***** EXTRACTED DATA
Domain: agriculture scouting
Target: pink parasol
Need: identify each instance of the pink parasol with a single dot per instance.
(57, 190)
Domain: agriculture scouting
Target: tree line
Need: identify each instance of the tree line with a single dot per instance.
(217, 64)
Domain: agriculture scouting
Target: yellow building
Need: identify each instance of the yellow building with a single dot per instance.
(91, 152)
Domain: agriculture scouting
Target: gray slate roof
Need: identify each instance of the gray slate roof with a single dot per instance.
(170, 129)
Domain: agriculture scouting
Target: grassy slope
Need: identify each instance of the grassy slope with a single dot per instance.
**********
> PROBLEM TO SOLVE:
Please pull out every line of the items above that contains the word "parasol" and copy each of those lines in full.

> THE RESPONSE:
Target: pink parasol
Need: identify each instance of the pink parasol with a single dot per instance.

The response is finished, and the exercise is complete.